READING TEXT
- - - - -
CloudSearch deleteByQuery

CloudSearch deleteByQuery - java

The official Solr Java API has a deleteByQuery operation where we can delete documents that satisfy a query. The AWS CloudSearch SDK doesn't seem to have matching functionality. Am I just not seeing the deleteByQuery equivalent, or is this something we'll need to roll our own?
Something like this:
SearchRequest searchRequest = new SearchRequest();
searchRequest.setQuery(queryString);
searchRequest.setReturn("id,version");
SearchResult searchResult = awsCloudSearch.search(searchRequest);
JSONArray docs = new JSONArray();
for (Hit hit : searchResult.getHits().getHit()) {
JSONObject doc = new JSONObject();
doc.put("id", hit.getId());
// is version necessary?
doc.put("version", hit.getFields().get("version").get(0));
doc.put("type", "delete");
docs.put(doc);
}
UploadDocumentsRequest uploadDocumentsRequest = new UploadDocumentsRequest();
StringInputStream documents = new StringInputStream(docs.toString());
uploadDocumentsRequest.setDocuments(documents);
UploadDocumentsResult uploadResult = awsCloudSearch.uploadDocuments(uploadDocumentsRequest);
Is this reasonable? Is there an easier way?

You're correct that CloudSearch doesn't have an equivalent to deleteByQuery. Your approach looks like the next best thing.
And no, version is not necessary -- it was removed with the CloudSearch 01-01-2013 API (aka v2).

CloudSearch doesn't provide delete as query, it supports delete in a slightly different way i.e. build json object having only document id (to be deleted) and operation should be specified as delete. These json objects can be batched together but batch size has to be less than 5 MB.
Following class supports this functionality, you just pass its delete method the array of ids to be deleted:
class AWS_CS
{
protected $client;
function connect($domain)
{
try{
$csClient = CloudSearchClient::factory(array(
'key' => 'YOUR_KEY',
'secret' => 'YOUR_SECRET',
'region' => 'us-east-1'
));
$this->client = $csClient->getDomainClient(
$domain,
array(
'credentials' => $csClient->getCredentials(),
'scheme' => 'HTTPS'
)
);
}
catch(Exception $ex){
echo "Exception: ";
echo $ex->getMessage();
}
//$this->client->addSubscriber(LogPlugin::getDebugPlugin());
}
function search($queryStr, $domain){
$this->connect($domain);
$result = $this->client->search(array(
'query' => $queryStr,
'queryParser' => 'lucene',
'size' => 100,
'return' => '_score,_all_fields'
))->toArray();
return json_encode($result['hits']);
//$hitCount = $result->getPath('hits/found');
//echo "Number of Hits: {$hitCount}\n";
}
function deleteDocs($idArray, $operation = 'delete'){
$batch = array();
foreach($idArray as $id){
//dumpArray($song);
$batch[] = array(
'type' => $operation,
'id' => $id);
}
$batch = array_filter($batch);
$jsonObj = json_encode($batch, JSON_HEX_TAG | JSON_HEX_APOS | JSON_HEX_QUOT | JSON_HEX_AMP);
print_r($this->client->uploadDocuments(array(
'documents' => $jsonObj,
'contentType' =>'application/json'
)));
return $result['status'] == 'success' ? mb_strlen($jsonObj) : 0;
}
}

Modified for C# - Deleting uploaded document in cloud search
public void DeleteUploadedDocuments(string location)
- - - - -
Items drawn from a dataset:
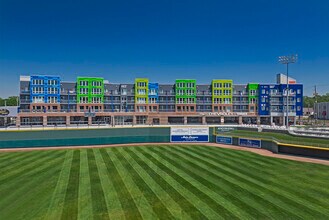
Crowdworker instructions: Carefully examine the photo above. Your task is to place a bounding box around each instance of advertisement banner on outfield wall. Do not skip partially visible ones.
[216,136,233,145]
[239,138,262,148]
[170,127,209,142]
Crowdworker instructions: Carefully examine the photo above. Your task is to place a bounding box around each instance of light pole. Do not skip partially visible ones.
[279,54,298,129]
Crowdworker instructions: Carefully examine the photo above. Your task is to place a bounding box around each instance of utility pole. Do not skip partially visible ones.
[313,85,318,125]
[279,54,298,130]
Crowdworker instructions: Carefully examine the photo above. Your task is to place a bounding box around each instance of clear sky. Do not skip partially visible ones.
[0,0,329,97]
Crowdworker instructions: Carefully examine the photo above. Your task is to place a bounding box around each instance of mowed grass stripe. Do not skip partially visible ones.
[87,149,109,219]
[140,147,237,219]
[213,146,329,194]
[0,152,64,194]
[0,157,64,219]
[170,147,304,219]
[61,150,80,219]
[0,152,59,181]
[109,148,157,219]
[99,148,142,219]
[93,149,125,219]
[184,145,322,218]
[200,146,329,206]
[219,146,326,184]
[199,146,329,215]
[209,146,326,187]
[150,146,269,219]
[78,149,93,219]
[0,151,36,170]
[117,148,188,219]
[125,147,209,219]
[47,151,73,219]
[161,147,276,219]
[113,149,174,219]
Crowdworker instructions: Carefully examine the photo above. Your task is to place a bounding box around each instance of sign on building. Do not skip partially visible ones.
[239,138,262,148]
[216,136,233,145]
[216,127,236,134]
[170,127,209,142]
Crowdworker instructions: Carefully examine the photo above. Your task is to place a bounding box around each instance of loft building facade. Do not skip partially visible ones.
[16,74,303,126]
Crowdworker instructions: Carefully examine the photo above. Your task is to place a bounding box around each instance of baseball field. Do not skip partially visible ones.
[0,145,329,219]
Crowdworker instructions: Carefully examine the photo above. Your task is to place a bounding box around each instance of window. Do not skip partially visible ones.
[79,97,88,104]
[91,81,102,86]
[186,89,194,95]
[48,97,57,103]
[137,89,146,95]
[187,98,194,104]
[149,89,156,95]
[214,98,222,104]
[48,87,58,94]
[80,88,88,94]
[32,79,43,85]
[32,87,43,94]
[224,98,231,104]
[214,89,222,95]
[261,104,265,111]
[92,97,102,103]
[48,79,57,85]
[177,98,184,104]
[137,97,146,104]
[224,83,231,88]
[91,88,102,95]
[177,89,184,95]
[137,82,146,87]
[224,89,231,95]
[80,80,88,86]
[149,98,157,104]
[32,96,44,103]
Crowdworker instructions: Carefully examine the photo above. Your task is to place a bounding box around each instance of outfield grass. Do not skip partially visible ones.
[223,130,329,148]
[0,145,329,219]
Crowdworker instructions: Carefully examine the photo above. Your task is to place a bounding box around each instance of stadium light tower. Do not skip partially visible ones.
[279,54,298,129]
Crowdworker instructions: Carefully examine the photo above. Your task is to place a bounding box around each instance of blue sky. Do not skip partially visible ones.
[0,0,329,97]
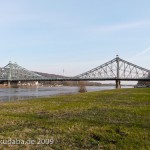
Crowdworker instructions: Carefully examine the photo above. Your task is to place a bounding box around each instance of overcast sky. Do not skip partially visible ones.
[0,0,150,76]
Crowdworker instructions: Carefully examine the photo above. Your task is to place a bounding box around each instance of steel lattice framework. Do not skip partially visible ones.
[0,56,150,84]
[76,55,150,80]
[0,62,45,80]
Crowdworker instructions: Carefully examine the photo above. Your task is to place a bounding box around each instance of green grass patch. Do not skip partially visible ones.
[0,88,150,150]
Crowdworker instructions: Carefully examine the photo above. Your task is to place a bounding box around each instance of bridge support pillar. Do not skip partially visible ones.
[116,80,121,89]
[8,81,18,88]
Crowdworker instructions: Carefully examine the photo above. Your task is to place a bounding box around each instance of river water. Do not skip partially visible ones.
[0,86,132,102]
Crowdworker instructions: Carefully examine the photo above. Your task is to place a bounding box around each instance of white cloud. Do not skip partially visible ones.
[89,20,150,33]
[134,46,150,58]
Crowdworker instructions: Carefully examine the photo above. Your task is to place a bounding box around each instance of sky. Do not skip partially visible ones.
[0,0,150,76]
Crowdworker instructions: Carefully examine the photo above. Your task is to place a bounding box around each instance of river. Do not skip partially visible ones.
[0,86,132,102]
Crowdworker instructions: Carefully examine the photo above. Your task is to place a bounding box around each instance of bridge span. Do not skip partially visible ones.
[0,55,150,88]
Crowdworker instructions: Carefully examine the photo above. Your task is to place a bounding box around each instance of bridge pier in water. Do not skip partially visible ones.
[116,80,121,89]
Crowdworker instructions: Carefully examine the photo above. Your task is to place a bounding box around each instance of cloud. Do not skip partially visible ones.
[86,20,150,33]
[134,46,150,57]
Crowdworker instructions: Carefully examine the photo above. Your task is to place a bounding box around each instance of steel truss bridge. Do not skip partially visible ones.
[0,55,150,88]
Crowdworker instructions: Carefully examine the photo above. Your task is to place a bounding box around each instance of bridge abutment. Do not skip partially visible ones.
[116,80,121,89]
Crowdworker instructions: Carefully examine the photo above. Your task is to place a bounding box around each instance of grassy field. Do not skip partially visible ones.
[0,88,150,150]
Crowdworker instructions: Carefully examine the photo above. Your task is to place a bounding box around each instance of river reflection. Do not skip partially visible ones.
[0,86,132,102]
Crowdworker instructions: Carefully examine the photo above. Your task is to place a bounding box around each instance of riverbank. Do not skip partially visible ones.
[0,88,150,150]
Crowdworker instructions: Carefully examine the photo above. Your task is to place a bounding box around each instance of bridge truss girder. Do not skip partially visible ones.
[76,56,150,80]
[0,62,45,81]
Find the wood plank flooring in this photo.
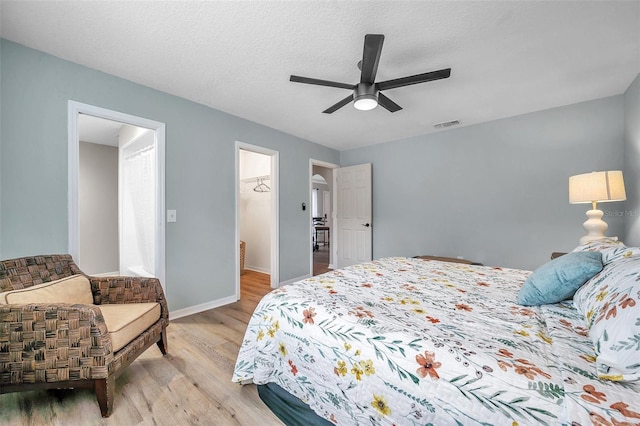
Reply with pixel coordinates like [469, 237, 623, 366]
[0, 271, 283, 426]
[313, 244, 331, 276]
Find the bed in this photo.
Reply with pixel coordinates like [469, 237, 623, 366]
[232, 242, 640, 425]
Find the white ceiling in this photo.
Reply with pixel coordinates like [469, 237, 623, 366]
[0, 0, 640, 150]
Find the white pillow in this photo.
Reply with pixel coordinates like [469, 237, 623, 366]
[573, 256, 640, 381]
[0, 275, 93, 305]
[573, 238, 640, 265]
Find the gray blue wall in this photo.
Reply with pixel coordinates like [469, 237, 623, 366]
[0, 40, 339, 310]
[624, 74, 640, 247]
[340, 95, 624, 269]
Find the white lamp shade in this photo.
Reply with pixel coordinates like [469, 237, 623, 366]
[569, 170, 627, 204]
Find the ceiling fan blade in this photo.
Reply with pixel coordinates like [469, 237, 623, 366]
[360, 34, 384, 84]
[289, 75, 355, 90]
[378, 92, 402, 112]
[322, 94, 353, 114]
[376, 68, 451, 90]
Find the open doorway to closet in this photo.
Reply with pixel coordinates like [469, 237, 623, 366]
[68, 101, 166, 286]
[236, 142, 279, 299]
[310, 160, 337, 276]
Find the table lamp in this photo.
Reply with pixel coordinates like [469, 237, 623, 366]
[569, 170, 627, 244]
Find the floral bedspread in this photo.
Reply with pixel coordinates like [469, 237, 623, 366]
[232, 258, 640, 425]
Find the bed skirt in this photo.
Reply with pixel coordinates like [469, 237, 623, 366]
[258, 383, 334, 426]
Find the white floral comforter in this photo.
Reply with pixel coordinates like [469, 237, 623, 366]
[232, 258, 640, 425]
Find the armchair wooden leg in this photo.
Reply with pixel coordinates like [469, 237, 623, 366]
[158, 327, 169, 355]
[95, 374, 116, 417]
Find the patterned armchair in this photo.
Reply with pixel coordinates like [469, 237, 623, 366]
[0, 255, 169, 417]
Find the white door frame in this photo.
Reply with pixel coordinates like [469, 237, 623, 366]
[67, 100, 166, 291]
[235, 141, 280, 300]
[307, 158, 340, 277]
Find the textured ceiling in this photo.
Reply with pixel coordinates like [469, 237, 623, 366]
[0, 0, 640, 150]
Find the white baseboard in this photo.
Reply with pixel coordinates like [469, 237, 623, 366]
[89, 271, 120, 277]
[169, 296, 238, 320]
[244, 265, 271, 275]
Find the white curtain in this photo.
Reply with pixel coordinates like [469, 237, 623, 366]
[123, 145, 156, 275]
[311, 188, 318, 217]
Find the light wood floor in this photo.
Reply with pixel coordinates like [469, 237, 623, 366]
[313, 243, 331, 276]
[0, 271, 282, 426]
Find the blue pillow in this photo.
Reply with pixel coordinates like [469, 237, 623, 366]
[518, 251, 602, 306]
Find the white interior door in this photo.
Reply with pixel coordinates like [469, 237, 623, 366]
[336, 164, 373, 268]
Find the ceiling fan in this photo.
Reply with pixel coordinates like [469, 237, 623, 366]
[289, 34, 451, 114]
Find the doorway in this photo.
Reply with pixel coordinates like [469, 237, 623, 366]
[236, 142, 279, 299]
[69, 101, 165, 286]
[310, 160, 338, 276]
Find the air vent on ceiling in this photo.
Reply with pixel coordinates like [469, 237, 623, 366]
[433, 120, 460, 129]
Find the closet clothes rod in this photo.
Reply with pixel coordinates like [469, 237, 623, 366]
[253, 178, 271, 192]
[240, 175, 271, 183]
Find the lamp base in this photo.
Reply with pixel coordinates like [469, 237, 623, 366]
[580, 210, 609, 244]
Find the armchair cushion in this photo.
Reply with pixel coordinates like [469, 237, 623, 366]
[99, 303, 160, 352]
[0, 274, 93, 305]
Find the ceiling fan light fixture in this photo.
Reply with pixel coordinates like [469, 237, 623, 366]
[353, 83, 378, 111]
[353, 95, 378, 111]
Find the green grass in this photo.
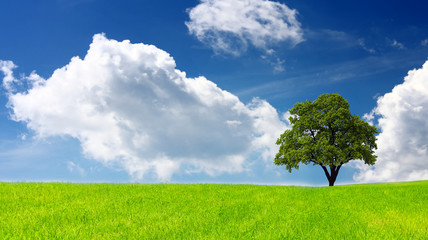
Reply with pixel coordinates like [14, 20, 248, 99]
[0, 181, 428, 240]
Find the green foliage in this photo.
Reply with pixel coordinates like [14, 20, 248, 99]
[274, 93, 378, 186]
[0, 181, 428, 239]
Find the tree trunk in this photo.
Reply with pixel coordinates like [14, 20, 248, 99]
[321, 164, 342, 187]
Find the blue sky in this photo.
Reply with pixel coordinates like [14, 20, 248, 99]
[0, 0, 428, 185]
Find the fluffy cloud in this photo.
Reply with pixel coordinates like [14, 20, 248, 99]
[354, 61, 428, 182]
[186, 0, 303, 55]
[0, 34, 286, 180]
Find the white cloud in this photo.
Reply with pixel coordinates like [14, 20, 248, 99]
[3, 34, 286, 180]
[67, 161, 86, 176]
[354, 61, 428, 182]
[186, 0, 303, 55]
[358, 38, 376, 53]
[391, 39, 406, 49]
[0, 60, 17, 92]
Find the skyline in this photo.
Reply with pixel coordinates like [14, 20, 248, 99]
[0, 0, 428, 185]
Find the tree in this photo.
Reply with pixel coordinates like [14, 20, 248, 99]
[274, 93, 379, 186]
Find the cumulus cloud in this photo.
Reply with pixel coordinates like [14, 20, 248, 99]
[354, 61, 428, 182]
[0, 60, 17, 92]
[2, 34, 287, 180]
[391, 39, 406, 50]
[186, 0, 303, 55]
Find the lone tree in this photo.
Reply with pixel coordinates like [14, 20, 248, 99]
[275, 93, 379, 186]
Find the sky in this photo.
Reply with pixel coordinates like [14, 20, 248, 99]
[0, 0, 428, 186]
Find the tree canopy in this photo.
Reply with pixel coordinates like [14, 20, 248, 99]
[274, 93, 378, 186]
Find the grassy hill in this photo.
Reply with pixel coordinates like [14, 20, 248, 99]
[0, 181, 428, 239]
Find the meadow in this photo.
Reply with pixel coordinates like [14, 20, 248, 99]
[0, 181, 428, 239]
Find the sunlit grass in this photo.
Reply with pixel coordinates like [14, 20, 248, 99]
[0, 181, 428, 239]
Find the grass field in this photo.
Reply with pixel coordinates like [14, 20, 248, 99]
[0, 181, 428, 239]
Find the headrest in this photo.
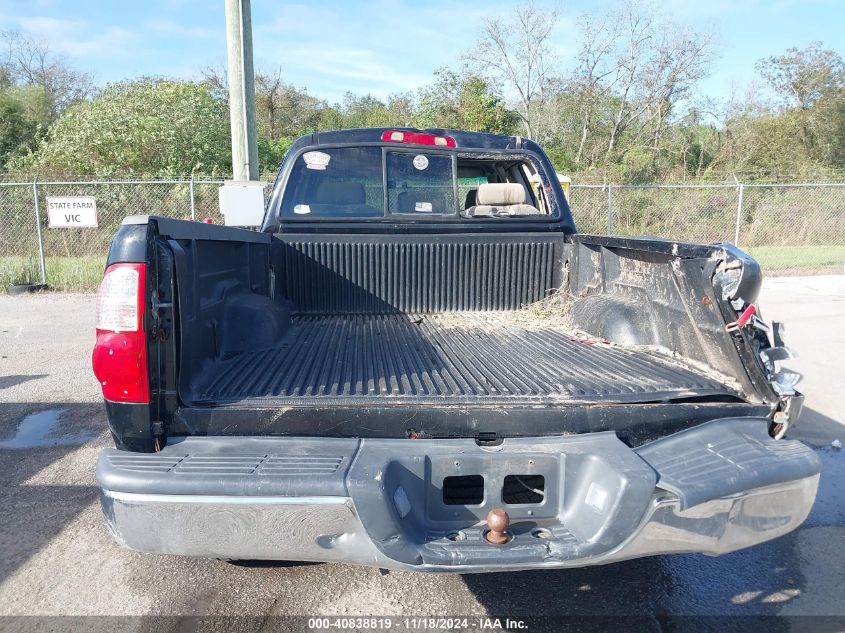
- - - - -
WHAT NEEDS TO BE DONE
Repeat everything in the CloudSearch deleteByQuery thread from "You're correct that" down to "less than 5 MB.". The material plays no role in the work that follows.

ANSWER TO THIS PROBLEM
You're correct that CloudSearch doesn't have an equivalent to deleteByQuery. Your approach looks like the next best thing.
And no, version is not necessary -- it was removed with the CloudSearch 01-01-2013 API (aka v2).

CloudSearch doesn't provide delete as query, it supports delete in a slightly different way i.e. build json object having only document id (to be deleted) and operation should be specified as delete. These json objects can be batched together but batch size has to be less than 5 MB.